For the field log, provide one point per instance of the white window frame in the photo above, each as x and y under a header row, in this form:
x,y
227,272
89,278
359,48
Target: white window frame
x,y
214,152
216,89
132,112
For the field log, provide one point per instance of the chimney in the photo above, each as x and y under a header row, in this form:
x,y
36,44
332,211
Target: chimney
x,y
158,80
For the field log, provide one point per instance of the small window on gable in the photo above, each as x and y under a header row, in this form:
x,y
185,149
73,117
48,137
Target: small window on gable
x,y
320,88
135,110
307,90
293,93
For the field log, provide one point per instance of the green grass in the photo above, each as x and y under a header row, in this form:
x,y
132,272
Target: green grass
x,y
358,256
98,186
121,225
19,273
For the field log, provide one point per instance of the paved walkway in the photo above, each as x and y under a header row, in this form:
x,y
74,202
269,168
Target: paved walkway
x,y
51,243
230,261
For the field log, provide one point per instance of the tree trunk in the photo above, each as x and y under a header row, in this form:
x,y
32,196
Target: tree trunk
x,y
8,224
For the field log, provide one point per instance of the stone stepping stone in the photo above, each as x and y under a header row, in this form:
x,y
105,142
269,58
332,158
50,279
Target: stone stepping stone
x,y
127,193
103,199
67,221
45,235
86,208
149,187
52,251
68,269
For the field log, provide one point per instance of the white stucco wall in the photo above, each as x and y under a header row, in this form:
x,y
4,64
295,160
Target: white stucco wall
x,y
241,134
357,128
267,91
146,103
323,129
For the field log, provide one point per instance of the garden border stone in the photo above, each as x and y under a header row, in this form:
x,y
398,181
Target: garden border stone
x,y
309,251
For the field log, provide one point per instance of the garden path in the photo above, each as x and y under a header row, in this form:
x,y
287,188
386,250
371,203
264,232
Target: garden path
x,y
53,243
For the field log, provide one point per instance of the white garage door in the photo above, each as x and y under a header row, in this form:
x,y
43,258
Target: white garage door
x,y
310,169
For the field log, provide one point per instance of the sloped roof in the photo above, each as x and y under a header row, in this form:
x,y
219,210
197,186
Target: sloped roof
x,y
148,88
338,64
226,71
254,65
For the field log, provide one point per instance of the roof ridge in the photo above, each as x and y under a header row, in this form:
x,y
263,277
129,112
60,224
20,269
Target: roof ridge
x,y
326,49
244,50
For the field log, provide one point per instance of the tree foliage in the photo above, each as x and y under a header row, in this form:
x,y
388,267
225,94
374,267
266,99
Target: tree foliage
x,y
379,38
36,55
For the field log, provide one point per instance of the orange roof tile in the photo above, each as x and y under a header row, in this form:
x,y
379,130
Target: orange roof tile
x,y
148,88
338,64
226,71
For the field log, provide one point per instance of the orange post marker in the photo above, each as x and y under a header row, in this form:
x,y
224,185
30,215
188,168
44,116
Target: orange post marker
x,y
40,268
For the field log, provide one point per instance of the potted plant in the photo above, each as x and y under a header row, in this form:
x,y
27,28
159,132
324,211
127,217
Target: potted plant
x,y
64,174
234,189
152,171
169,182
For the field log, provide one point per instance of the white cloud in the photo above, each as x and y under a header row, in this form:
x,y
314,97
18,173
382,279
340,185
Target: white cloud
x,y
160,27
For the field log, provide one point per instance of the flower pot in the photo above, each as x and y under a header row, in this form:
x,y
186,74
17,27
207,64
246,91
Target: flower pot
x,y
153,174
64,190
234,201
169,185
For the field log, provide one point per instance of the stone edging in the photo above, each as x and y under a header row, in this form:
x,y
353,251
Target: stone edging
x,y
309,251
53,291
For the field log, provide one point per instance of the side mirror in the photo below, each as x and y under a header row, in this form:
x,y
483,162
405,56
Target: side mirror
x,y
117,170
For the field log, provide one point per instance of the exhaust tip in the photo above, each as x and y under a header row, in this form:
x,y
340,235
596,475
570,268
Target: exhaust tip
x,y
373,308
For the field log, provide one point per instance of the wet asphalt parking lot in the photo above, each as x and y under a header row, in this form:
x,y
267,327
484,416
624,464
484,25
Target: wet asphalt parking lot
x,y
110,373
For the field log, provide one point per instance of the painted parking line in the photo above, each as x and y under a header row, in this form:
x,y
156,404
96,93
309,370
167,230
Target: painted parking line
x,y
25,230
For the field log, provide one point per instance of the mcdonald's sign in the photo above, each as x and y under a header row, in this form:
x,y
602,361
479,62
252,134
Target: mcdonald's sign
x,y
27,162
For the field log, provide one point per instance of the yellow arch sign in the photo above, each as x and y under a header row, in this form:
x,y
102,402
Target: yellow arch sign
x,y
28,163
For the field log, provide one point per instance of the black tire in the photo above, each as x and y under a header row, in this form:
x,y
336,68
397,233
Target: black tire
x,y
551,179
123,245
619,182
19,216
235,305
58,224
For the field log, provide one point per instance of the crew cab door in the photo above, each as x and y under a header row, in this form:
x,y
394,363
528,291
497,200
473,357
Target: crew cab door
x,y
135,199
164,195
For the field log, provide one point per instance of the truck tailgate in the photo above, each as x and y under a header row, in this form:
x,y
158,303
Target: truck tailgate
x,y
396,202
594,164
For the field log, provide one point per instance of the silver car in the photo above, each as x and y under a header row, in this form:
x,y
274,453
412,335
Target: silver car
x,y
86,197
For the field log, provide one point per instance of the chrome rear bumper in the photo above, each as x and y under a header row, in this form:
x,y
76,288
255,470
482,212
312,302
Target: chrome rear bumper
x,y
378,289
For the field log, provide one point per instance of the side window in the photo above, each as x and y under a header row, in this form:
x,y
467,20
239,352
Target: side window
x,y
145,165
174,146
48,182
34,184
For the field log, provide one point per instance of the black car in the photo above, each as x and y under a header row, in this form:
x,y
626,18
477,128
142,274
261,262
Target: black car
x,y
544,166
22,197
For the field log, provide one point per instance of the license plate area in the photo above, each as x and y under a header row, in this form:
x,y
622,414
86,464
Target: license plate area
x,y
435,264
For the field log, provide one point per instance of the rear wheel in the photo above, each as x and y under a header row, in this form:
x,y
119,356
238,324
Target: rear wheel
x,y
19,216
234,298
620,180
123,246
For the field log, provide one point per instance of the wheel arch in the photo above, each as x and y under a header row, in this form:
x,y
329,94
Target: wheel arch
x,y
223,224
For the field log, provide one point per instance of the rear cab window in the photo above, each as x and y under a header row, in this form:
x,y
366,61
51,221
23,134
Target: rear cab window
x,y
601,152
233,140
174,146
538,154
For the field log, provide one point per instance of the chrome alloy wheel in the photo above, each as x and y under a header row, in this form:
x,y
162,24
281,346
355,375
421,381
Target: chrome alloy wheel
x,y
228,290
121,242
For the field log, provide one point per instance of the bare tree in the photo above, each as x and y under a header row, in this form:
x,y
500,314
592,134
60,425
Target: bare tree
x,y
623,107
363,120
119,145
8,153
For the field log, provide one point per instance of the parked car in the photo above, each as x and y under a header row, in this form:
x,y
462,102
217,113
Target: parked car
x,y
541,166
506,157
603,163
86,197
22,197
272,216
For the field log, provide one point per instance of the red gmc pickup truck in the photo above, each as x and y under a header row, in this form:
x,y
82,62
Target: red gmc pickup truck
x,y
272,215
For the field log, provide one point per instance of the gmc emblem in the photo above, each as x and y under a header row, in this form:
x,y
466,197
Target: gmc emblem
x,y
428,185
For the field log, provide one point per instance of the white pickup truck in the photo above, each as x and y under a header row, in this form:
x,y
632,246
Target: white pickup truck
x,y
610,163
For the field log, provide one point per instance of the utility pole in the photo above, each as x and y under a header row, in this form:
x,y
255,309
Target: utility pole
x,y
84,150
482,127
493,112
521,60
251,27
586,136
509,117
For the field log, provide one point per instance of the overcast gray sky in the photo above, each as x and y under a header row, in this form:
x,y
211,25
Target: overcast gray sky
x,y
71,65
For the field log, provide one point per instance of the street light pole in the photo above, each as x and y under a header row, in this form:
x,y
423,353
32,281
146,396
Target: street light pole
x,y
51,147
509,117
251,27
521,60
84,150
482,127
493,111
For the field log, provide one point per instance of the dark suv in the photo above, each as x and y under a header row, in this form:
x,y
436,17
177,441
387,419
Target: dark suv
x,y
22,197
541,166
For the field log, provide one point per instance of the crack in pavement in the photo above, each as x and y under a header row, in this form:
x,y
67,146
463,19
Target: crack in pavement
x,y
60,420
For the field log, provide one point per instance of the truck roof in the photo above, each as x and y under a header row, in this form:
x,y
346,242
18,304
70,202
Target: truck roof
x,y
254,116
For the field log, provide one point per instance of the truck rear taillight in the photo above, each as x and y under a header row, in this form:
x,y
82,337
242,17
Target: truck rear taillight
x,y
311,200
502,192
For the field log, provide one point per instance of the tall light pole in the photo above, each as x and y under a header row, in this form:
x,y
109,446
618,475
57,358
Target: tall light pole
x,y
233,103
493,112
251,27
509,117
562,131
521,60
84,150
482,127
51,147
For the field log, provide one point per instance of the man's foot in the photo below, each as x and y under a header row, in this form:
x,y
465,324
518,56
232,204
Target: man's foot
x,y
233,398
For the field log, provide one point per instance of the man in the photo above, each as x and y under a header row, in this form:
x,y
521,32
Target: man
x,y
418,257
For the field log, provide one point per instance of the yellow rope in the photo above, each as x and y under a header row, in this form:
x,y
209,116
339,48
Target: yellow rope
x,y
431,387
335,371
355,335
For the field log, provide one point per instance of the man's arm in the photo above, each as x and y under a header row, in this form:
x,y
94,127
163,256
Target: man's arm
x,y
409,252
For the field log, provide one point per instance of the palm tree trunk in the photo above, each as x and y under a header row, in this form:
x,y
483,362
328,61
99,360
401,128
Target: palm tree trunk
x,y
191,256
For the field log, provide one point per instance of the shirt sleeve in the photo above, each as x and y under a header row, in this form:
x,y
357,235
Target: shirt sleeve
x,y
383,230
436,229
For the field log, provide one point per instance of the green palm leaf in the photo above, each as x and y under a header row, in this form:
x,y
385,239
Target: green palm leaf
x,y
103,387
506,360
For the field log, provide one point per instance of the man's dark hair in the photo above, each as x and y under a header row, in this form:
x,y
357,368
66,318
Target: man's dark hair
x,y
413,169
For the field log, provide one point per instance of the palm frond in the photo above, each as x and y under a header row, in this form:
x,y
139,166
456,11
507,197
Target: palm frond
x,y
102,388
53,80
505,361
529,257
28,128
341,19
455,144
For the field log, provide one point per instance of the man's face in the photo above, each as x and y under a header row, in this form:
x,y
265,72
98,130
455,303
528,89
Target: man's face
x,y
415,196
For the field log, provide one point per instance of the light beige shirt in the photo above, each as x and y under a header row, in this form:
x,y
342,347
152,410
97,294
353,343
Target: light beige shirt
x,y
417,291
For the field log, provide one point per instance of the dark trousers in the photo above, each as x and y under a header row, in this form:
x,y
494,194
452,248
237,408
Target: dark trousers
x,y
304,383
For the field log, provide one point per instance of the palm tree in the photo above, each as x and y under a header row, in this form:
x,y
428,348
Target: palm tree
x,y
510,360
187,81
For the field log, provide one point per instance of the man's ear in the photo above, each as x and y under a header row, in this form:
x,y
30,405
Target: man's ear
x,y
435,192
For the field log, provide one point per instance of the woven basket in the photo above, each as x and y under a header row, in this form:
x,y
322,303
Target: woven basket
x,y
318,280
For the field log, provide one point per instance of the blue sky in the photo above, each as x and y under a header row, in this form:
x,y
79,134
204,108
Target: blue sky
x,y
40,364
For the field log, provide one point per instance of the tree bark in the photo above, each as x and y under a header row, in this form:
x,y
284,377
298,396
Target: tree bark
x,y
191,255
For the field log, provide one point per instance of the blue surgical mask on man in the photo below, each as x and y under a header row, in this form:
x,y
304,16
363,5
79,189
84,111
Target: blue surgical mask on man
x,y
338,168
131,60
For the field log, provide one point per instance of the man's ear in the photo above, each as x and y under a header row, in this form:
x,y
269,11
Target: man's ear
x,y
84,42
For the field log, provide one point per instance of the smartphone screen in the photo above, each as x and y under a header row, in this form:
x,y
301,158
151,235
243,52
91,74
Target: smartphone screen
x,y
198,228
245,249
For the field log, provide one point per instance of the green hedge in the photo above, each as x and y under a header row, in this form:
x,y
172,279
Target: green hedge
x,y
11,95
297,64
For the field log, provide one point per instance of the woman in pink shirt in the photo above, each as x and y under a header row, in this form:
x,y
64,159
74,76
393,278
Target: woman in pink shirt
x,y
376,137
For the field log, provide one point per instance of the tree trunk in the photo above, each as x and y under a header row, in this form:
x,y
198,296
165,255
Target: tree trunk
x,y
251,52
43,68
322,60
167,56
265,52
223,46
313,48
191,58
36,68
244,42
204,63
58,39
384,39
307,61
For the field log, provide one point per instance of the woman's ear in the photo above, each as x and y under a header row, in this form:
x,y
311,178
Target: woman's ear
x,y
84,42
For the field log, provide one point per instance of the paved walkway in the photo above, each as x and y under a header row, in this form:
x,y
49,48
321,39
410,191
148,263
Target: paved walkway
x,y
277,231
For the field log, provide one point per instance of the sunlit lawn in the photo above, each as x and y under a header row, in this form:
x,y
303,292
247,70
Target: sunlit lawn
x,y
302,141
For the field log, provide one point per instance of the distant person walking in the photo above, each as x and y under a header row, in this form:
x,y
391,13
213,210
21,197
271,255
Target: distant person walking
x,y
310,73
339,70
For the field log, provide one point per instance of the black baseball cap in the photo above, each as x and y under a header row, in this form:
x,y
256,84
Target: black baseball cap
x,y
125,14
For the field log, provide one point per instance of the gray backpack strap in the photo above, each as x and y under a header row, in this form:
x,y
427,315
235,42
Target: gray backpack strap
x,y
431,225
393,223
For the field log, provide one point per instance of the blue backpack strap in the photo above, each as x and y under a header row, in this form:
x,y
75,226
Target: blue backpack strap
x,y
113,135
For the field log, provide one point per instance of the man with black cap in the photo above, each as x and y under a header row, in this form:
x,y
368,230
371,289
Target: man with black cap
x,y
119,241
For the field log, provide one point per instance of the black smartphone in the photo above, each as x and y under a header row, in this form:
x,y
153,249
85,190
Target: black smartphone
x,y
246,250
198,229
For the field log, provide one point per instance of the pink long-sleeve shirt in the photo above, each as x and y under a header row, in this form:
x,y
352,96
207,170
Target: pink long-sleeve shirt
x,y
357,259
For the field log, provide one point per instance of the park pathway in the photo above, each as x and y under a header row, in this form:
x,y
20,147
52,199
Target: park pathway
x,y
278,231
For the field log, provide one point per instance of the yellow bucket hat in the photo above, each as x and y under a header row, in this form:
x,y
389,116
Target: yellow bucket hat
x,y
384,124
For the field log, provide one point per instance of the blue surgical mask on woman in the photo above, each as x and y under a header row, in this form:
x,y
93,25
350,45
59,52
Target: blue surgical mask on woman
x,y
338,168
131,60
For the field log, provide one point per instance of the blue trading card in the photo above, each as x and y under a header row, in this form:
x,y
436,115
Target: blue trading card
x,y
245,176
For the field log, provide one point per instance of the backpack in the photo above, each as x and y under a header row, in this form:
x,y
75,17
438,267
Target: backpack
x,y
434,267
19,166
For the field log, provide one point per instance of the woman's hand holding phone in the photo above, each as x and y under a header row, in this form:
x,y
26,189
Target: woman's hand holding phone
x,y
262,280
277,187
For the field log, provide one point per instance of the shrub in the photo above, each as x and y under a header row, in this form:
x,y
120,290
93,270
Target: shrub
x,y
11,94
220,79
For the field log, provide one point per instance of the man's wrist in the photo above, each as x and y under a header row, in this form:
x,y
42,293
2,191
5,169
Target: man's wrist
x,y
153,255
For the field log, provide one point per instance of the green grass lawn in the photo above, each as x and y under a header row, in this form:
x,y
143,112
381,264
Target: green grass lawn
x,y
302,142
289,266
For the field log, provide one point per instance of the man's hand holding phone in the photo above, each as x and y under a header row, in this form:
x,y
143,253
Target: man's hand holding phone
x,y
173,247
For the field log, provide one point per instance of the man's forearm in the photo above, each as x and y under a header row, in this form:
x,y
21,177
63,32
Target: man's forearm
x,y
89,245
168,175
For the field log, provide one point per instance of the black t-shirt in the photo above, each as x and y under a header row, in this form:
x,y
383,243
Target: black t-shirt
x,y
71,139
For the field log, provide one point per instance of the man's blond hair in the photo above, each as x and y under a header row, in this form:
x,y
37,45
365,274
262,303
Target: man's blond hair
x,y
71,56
════
AIM: Rewrite everything from the line containing "the man's forearm" down to the end of the listing, adding 107 to every x and y value in the answer coordinates and leaving all other lines unchanged.

SOLUTION BELOW:
For the field log, provide one point per instance of the man's forearm in the photo above, each as x and y under a header row, in this form:
x,y
21,177
63,32
Target: man's forearm
x,y
196,352
275,282
For the field log, provide one point per instance of the black t-shirt in the photo above, each as x and y under a header row, in this form:
x,y
383,243
Target: black t-shirt
x,y
178,246
For the field log, provide one point per instance of the man's blond hair in the photo above, each as x and y under a header row, in this form:
x,y
37,45
365,274
262,303
Target: man's blond hair
x,y
178,163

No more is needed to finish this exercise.